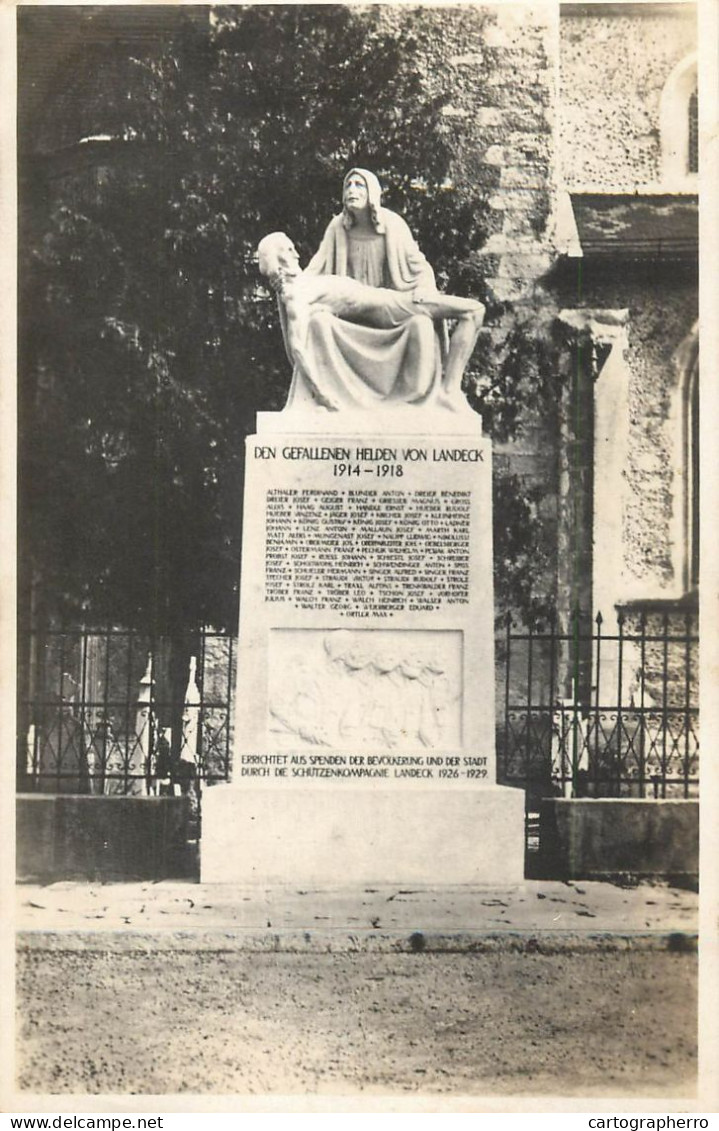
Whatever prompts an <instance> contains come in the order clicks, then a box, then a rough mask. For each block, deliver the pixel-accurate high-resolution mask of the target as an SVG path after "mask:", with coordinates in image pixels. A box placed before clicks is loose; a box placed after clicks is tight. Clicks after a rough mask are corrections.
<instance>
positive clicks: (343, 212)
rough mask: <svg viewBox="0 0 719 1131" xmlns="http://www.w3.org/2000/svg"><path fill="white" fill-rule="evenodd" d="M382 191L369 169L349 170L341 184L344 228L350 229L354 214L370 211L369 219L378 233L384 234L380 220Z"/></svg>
mask: <svg viewBox="0 0 719 1131" xmlns="http://www.w3.org/2000/svg"><path fill="white" fill-rule="evenodd" d="M381 199H382V189H381V187H380V182H379V181H378V179H376V176H375V175H374V173H371V172H370V171H369V169H350V170H349V172H348V173H347V175H346V178H345V180H344V182H343V217H344V223H345V227H352V225H353V224H354V222H355V214H356V213H359V211H363V210H364V209H365V208H369V209H370V218H371V221H372V224H373V226H374V228H375V231H376V232H378V233H381V232H384V225H383V224H382V222H381V219H380V201H381Z"/></svg>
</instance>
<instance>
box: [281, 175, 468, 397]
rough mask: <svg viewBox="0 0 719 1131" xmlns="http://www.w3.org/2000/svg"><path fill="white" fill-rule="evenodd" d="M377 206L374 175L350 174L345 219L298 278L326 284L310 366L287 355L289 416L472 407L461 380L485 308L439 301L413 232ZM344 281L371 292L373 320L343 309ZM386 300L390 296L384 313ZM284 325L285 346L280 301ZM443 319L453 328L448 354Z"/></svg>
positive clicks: (328, 227) (324, 237) (318, 296)
mask: <svg viewBox="0 0 719 1131" xmlns="http://www.w3.org/2000/svg"><path fill="white" fill-rule="evenodd" d="M380 201H381V188H380V182H379V181H378V179H376V176H375V175H374V173H371V172H370V171H369V170H366V169H352V170H350V171H349V173H347V176H346V178H345V181H344V185H343V210H341V213H340V214H339V215H338V216H335V218H333V219H332V221H330V223H329V225H328V227H327V231H326V232H324V236H323V238H322V242H321V244H320V248H319V250H318V252H317V253H315V254H314V256H313V258H312V259H311V261H310V264H309V265H307V267H306V268H305V270H304V271H303V273H302V274H303V276H304V277H305V278H306V279H307V283H309V282H310V280H313V279H314V280H315V288H317V285H318V284H319V279H320V278H322V279H323V278H327V286H328V290H327V295H326V296H324V300H323V299H322V297H321V296H319V295H314V296H313V305H312V311H311V314H310V318H309V326H307V333H306V348H305V365H304V366H302V365H298V364H297V363H296V359H294V357H293V355H292V351H289V349H288V353H289V355H291V360H292V361H293V364H294V374H293V382H292V387H291V390H289V396H288V398H287V405H286V408H298V407H303V406H315V407H317V406H318V405H321V406H322V407H324V408H329V409H335V411H337V409H347V408H374V407H376V406H379V405H386V406H388V407H390V406H392V405H415V406H419V407H421V406H426V405H434V406H442V407H448V408H452V409H454V411H457V409H460V411H461V409H465V411H467V408H468V406H467V403H466V400H465V399H464V397H462V395H461V377H462V373H464V370H465V366H466V364H467V362H468V360H469V357H470V355H471V351H473V349H474V346H475V343H476V340H477V334H478V333H479V327H480V326H482V320H483V317H484V308H483V307H482V304H480V303H478V302H475V301H471V302H470V301H468V300H457V301H453V300H452V301H450V297H449V296H443V295H440V294H439V292H438V290H436V283H435V279H434V271H433V270H432V267H431V265H430V264H428V262H427V260H426V258H425V256H424V254H423V252H422V251H421V250H419V247H418V245H417V242H416V240H415V238H414V236H413V234H412V232H410V231H409V228H408V226H407V224H406V223H405V221H404V219H402V218H401V217H400V216H398V215H397V214H396V213H393V211H390V210H389V209H388V208H383V207H382V205H381V202H380ZM343 278H350V279H354V280H355V282H356V283H361V284H364V285H365V286H369V287H372V288H375V291H376V294H375V296H374V297H375V300H378V301H376V302H375V303H374V308H375V309H373V313H372V317H371V318H370V317H367V314H366V310H365V311H364V313H363V312H361V311H359V310H358V309H357V310H354V311H353V310H350V309H348V304H344V305H343V307H341V309H339V308H338V299H337V294H336V293H335V292H338V291H339V290H340V287H339V282H340V279H343ZM331 279H333V280H335V282H333V284H331V283H330V280H331ZM307 290H309V288H307V286H305V291H307ZM330 291H331V292H332V293H331V294H330ZM380 291H383V292H384V295H386V301H384V303H383V304H382V303H381V302H379V300H380V299H381V295H380V294H379V292H380ZM388 292H398V299H397V301H390V295H389V294H388ZM399 294H401V295H402V299H401V301H399ZM349 305H352V304H349ZM364 307H365V308H366V303H365V304H364ZM380 308H381V309H380ZM280 317H283V331H284V333H285V339H286V342H287V325H286V317H285V312H284V311H283V307H281V302H280ZM444 318H452V319H457V328H456V330H454V333H453V335H452V339H451V344H450V346H449V349H448V348H447V340H448V338H447V328H445V323H444V321H443V319H444Z"/></svg>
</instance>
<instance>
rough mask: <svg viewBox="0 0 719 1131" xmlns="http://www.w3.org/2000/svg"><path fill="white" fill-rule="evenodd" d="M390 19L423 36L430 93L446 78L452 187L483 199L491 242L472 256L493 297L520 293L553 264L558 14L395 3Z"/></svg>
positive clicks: (525, 8) (514, 5)
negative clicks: (420, 6) (481, 193)
mask: <svg viewBox="0 0 719 1131" xmlns="http://www.w3.org/2000/svg"><path fill="white" fill-rule="evenodd" d="M386 19H387V20H388V21H389V23H392V24H393V25H395V26H399V27H405V28H406V29H407V34H412V35H418V36H421V38H422V42H423V44H424V45H425V51H426V54H425V60H426V62H425V80H426V81H427V84H428V85H430V86H431V87H432V86H436V87H438V89H439V88H441V86H442V85H443V84H444V83H445V80H447V78H448V77H449V79H450V85H451V88H452V92H453V94H452V101H451V104H449V105H447V106H445V107H444V119H445V123H447V131H448V135H449V136H450V138H451V141H452V144H453V147H454V149H456V153H457V159H456V165H454V169H453V171H452V178H453V182H454V184H457V185H461V184H462V183H464V184H471V185H474V187H475V189H479V190H484V192H485V193H486V195H487V197H488V205H490V218H488V230H490V231H488V239H487V240H486V242H485V244H484V245H483V248H482V249H479V250H478V252H476V253H478V254H479V257H480V261H482V264H483V268H484V274H485V278H486V279H487V283H488V293H490V295H491V296H492V295H493V296H494V297H496V299H497V300H509V299H516V297H518V296H520V295H522V294H526V293H527V291H528V290H529V288H530V287H531V284H532V283H534V280H536V279H537V278H539V277H540V276H542V275H543V274H544V273H545V271H546V270H547V269H548V267H549V266H551V262H552V258H553V257H552V241H553V222H554V214H553V210H554V199H553V191H552V185H553V182H554V123H555V112H556V81H555V64H556V53H557V43H558V18H557V8H556V7H555V6H549V5H546V6H545V5H521V3H519V5H513V3H512V5H506V6H503V5H502V6H500V5H496V6H490V5H487V6H483V5H468V6H466V7H462V8H459V7H457V8H454V7H448V8H444V7H436V8H430V7H427V8H424V9H417V8H415V7H414V6H413V7H407V8H405V6H402V5H396V6H395V5H392V6H387V11H386Z"/></svg>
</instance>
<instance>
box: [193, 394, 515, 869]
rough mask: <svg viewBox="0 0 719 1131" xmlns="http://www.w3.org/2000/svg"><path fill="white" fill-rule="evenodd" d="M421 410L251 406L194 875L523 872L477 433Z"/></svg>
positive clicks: (491, 556) (486, 522)
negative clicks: (222, 652)
mask: <svg viewBox="0 0 719 1131" xmlns="http://www.w3.org/2000/svg"><path fill="white" fill-rule="evenodd" d="M331 418H336V420H337V425H336V426H333V428H332V430H331V431H330V425H329V424H328V421H329V420H331ZM438 418H439V417H438V416H436V415H432V416H430V415H425V414H424V413H423V412H422V409H413V407H412V406H402V407H401V408H398V409H397V411H396V412H395V413H392V412H387V411H384V412H382V414H381V416H378V418H376V420H373V418H372V417H371V416H367V414H363V415H362V416H361V417H358V418H354V420H353V418H352V417H350V416H348V415H345V414H331V417H330V414H326V413H322V412H315V413H313V414H311V415H307V416H300V415H298V414H294V413H293V414H291V413H280V414H260V418H259V421H258V434H257V435H255V437H250V438H249V439H248V449H246V474H245V511H244V534H243V551H242V584H241V606H240V646H239V662H237V688H236V719H235V752H234V766H233V780H232V784H231V785H226V786H215V787H213V788H208V789H206V791H205V795H203V801H202V862H201V874H202V880H203V881H206V882H211V881H225V882H227V881H233V882H257V883H295V882H302V883H326V884H337V883H344V882H349V881H352V882H365V881H366V882H378V881H382V880H384V881H397V882H402V881H412V882H427V883H442V882H444V883H462V882H474V883H476V882H487V883H492V882H497V883H511V882H520V881H521V879H522V875H523V794H522V793H521V792H519V791H514V789H508V788H501V787H497V786H496V784H495V761H494V726H495V709H494V661H493V644H494V625H493V620H494V602H493V587H492V465H491V446H490V443H488V441H487V440H485V439H484V438H483V435H482V428H480V421H479V417H478V416H476V415H475V414H471V413H470V412H467V413H466V414H451V413H444V414H442V417H441V420H442V426H443V428H444V426H445V428H447V431H442V433H440V432H436V431H432V426H433V425H436V423H438Z"/></svg>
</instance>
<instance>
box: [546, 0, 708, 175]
mask: <svg viewBox="0 0 719 1131" xmlns="http://www.w3.org/2000/svg"><path fill="white" fill-rule="evenodd" d="M622 8H623V9H624V10H623V11H622V10H621V9H622ZM695 50H696V9H695V7H694V5H690V3H686V5H682V3H677V5H653V3H647V5H633V3H630V5H623V6H618V5H596V6H594V5H566V6H564V7H563V9H562V20H561V32H560V59H561V69H560V101H561V113H560V120H558V147H560V165H561V175H562V179H563V181H564V183H565V184H566V187H568V188H569V189H570V190H573V191H581V190H584V191H587V190H589V189H595V190H598V191H606V192H631V191H633V190H634V189H636V188H639V187H650V185H651V187H655V188H658V187H660V183H661V179H662V178H661V166H662V162H661V146H660V101H661V93H662V90H664V87H665V85H666V83H667V79H668V78H669V76H670V75H672V71H673V70H674V68H675V67H676V66H677V64H678V63H681V62H682V60H683V59H685V58H686V57H687V55H688V54H691V53H692V52H693V51H695Z"/></svg>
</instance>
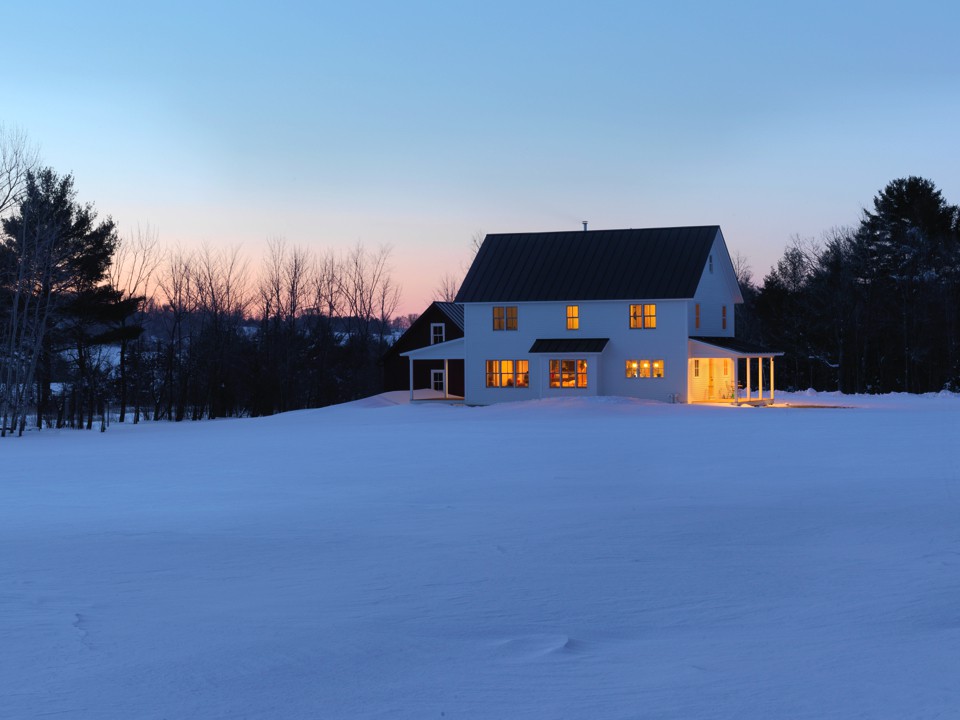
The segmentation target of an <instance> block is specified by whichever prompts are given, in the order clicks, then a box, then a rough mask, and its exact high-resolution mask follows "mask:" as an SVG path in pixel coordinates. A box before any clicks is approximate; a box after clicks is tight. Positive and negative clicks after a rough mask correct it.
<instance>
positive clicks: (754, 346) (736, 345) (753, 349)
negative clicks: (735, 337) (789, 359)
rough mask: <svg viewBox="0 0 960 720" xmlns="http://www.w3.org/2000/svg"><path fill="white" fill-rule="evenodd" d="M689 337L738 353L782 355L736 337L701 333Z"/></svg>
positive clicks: (766, 354) (746, 353) (762, 346)
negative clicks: (710, 336) (703, 334)
mask: <svg viewBox="0 0 960 720" xmlns="http://www.w3.org/2000/svg"><path fill="white" fill-rule="evenodd" d="M690 339H691V340H696V341H697V342H702V343H706V344H707V345H715V346H716V347H719V348H723V349H724V350H730V351H732V352H735V353H738V354H740V355H751V356H756V355H783V353H782V352H780V351H779V350H771V349H770V348H765V347H763V346H762V345H754V344H753V343H745V342H743V341H741V340H737V339H736V338H725V337H721V338H718V337H705V336H702V335H701V336H697V337H693V336H691V337H690Z"/></svg>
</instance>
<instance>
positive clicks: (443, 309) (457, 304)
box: [434, 301, 463, 330]
mask: <svg viewBox="0 0 960 720" xmlns="http://www.w3.org/2000/svg"><path fill="white" fill-rule="evenodd" d="M434 305H436V306H437V309H438V310H440V312H442V313H443V314H444V315H446V316H447V317H448V318H449V319H450V322H452V323H453V324H454V325H456V326H457V327H458V328H460V329H461V330H463V305H461V304H459V303H443V302H439V301H438V302H435V303H434Z"/></svg>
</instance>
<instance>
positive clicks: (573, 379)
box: [550, 360, 587, 388]
mask: <svg viewBox="0 0 960 720" xmlns="http://www.w3.org/2000/svg"><path fill="white" fill-rule="evenodd" d="M550 387H564V388H584V387H587V361H586V360H551V361H550Z"/></svg>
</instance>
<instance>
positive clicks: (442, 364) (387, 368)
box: [383, 303, 463, 396]
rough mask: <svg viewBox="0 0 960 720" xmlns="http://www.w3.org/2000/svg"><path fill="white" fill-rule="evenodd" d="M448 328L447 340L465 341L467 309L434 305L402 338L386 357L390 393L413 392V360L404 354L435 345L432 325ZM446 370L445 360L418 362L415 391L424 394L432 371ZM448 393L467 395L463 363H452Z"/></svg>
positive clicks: (434, 360)
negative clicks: (463, 338)
mask: <svg viewBox="0 0 960 720" xmlns="http://www.w3.org/2000/svg"><path fill="white" fill-rule="evenodd" d="M433 323H443V324H444V340H445V341H447V340H456V339H457V338H462V337H463V306H462V305H454V304H453V303H432V304H431V305H430V307H428V308H427V309H426V310H425V311H424V312H423V314H422V315H421V316H420V317H418V318H417V320H416V321H415V322H414V323H413V325H411V326H410V328H409V329H408V330H407V331H406V332H405V333H404V334H403V335H401V336H400V338H399V339H398V340H397V342H395V343H394V344H393V345H392V346H391V348H390V349H389V350H387V352H386V353H384V355H383V382H384V389H386V390H409V389H410V359H409V358H405V357H400V353H405V352H408V351H410V350H416V349H418V348H422V347H427V346H428V345H430V344H431V340H432V337H431V330H430V328H431V325H432V324H433ZM431 370H443V360H418V361H417V363H416V364H415V365H414V368H413V387H414V389H415V390H420V389H424V388H429V387H430V371H431ZM447 372H448V373H449V377H448V378H447V391H448V392H449V393H450V394H452V395H460V396H462V395H463V360H451V361H449V363H448V367H447Z"/></svg>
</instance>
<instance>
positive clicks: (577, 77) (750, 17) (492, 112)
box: [0, 2, 960, 312]
mask: <svg viewBox="0 0 960 720" xmlns="http://www.w3.org/2000/svg"><path fill="white" fill-rule="evenodd" d="M33 5H36V6H28V5H27V4H26V3H21V4H20V5H18V6H15V7H8V8H6V9H5V11H4V18H3V23H4V26H5V32H4V51H5V52H4V55H5V57H6V58H7V59H6V61H5V65H6V68H5V72H4V73H3V74H2V77H0V92H2V97H3V102H2V108H3V109H2V110H0V121H2V122H5V123H7V124H10V125H16V126H19V127H21V128H22V129H24V130H26V131H27V133H28V134H29V135H30V137H31V139H32V140H34V141H35V142H36V143H37V144H39V145H40V148H41V153H42V157H43V160H44V161H45V162H46V163H47V164H49V165H52V166H53V167H54V168H56V169H57V170H58V171H60V172H73V173H74V175H75V177H76V184H77V188H78V190H79V192H80V196H81V199H83V200H89V201H93V202H95V203H96V205H97V207H98V209H99V210H100V211H101V213H103V214H111V215H113V217H114V218H115V219H116V220H117V221H118V222H119V223H120V225H121V229H128V228H132V227H135V226H136V225H137V224H141V225H144V224H148V223H149V224H150V225H151V226H153V227H154V228H157V229H158V230H159V232H160V235H161V238H162V240H163V241H164V242H165V243H169V244H173V243H180V244H182V245H185V246H191V245H194V244H199V243H201V242H207V243H209V244H211V245H214V246H218V245H228V244H230V245H232V244H239V245H241V246H242V247H243V249H244V252H245V253H246V254H248V255H249V256H250V258H251V260H252V261H254V265H255V264H256V263H255V261H256V260H257V259H258V258H259V257H260V256H261V254H262V253H263V250H264V248H265V245H266V241H267V240H268V239H270V238H276V237H284V238H285V239H286V240H287V241H288V242H289V243H291V244H300V245H305V246H309V247H314V248H317V249H323V248H328V247H334V248H339V247H347V246H350V245H352V244H354V243H355V242H357V241H358V240H359V241H362V242H363V243H365V244H366V245H368V246H370V247H377V246H379V245H381V244H383V243H389V244H390V245H392V246H393V260H394V268H395V274H396V276H397V278H398V279H399V280H400V281H401V283H402V285H403V287H404V293H403V303H402V306H401V309H402V310H404V311H405V312H406V311H409V312H416V311H419V310H421V309H422V308H423V307H425V305H426V303H427V302H428V301H429V300H430V299H431V293H432V290H433V288H434V287H436V285H437V284H438V280H439V278H440V276H441V275H443V273H445V272H452V273H459V272H460V271H461V267H462V266H463V265H465V264H466V263H467V262H468V261H469V258H470V254H469V241H470V237H471V236H472V235H473V234H474V233H475V232H477V231H481V230H482V231H485V232H512V231H537V230H562V229H578V228H579V227H580V221H581V220H589V221H590V227H591V228H596V229H600V228H614V227H646V226H660V225H695V224H713V223H717V224H719V225H721V227H722V228H723V230H724V235H725V237H726V239H727V244H728V246H729V247H730V249H731V251H739V252H741V253H743V254H745V255H746V256H747V257H748V258H749V260H750V262H751V265H752V266H753V269H754V274H755V275H756V276H757V277H758V279H759V278H760V277H762V276H763V275H764V274H765V273H766V272H767V270H768V269H769V267H770V265H771V264H772V263H774V262H776V260H777V258H778V257H779V256H780V254H781V253H782V251H783V248H784V247H785V245H786V244H787V243H788V242H789V240H790V237H791V236H792V235H795V234H799V235H801V236H804V237H807V236H814V237H815V236H818V235H819V234H820V233H821V232H822V231H824V230H826V229H828V228H830V227H832V226H836V225H845V224H854V223H856V222H857V220H858V217H859V212H860V208H861V207H864V206H868V205H869V204H870V202H871V200H872V197H873V195H874V194H875V193H876V192H877V191H878V190H880V189H881V188H882V187H883V186H884V185H885V184H886V183H887V182H889V181H890V180H892V179H894V178H897V177H904V176H907V175H922V176H924V177H928V178H930V179H932V180H933V181H934V182H936V183H937V185H938V186H939V187H940V188H941V189H942V190H943V191H944V194H945V195H946V197H947V199H948V200H950V201H951V202H954V203H960V143H958V141H957V130H956V129H957V128H958V127H960V53H958V52H957V50H956V37H957V35H956V28H957V27H958V21H960V10H958V9H955V8H954V7H952V6H951V4H947V3H943V2H938V3H930V2H914V3H909V4H908V3H884V2H871V3H865V2H846V3H836V2H829V3H828V2H810V3H805V4H802V5H801V4H796V5H794V6H792V7H789V8H784V7H779V6H778V5H779V4H774V3H769V2H731V3H722V4H721V3H705V2H674V3H670V4H667V3H656V4H653V3H644V2H632V3H628V2H607V3H605V2H594V3H589V4H588V3H564V2H551V3H548V2H511V3H507V2H484V3H482V4H481V3H469V4H467V3H456V2H450V3H423V2H404V3H381V2H354V3H349V4H343V3H338V4H327V3H323V2H317V3H302V4H301V3H253V2H246V3H244V2H236V3H229V4H228V3H222V4H221V3H187V2H167V3H162V4H159V3H152V4H150V3H144V4H142V6H135V5H134V4H130V3H123V2H117V3H95V2H88V3H83V4H74V3H60V2H48V3H43V4H42V6H40V5H41V4H33ZM81 5H82V7H81Z"/></svg>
==================================================
● **Exercise aim**
The lines above, starting at the one with "19L423 36L430 93L446" and ending at the one with "positive clicks: (525, 8) (514, 5)", are the only ones to return, exactly as written.

● **Result**
rough mask: <svg viewBox="0 0 719 1131" xmlns="http://www.w3.org/2000/svg"><path fill="white" fill-rule="evenodd" d="M390 19L423 36L430 93L446 78L452 187L483 199L491 242L472 256L493 297L520 293L553 264L558 14L395 3Z"/></svg>
positive clicks: (525, 8) (514, 5)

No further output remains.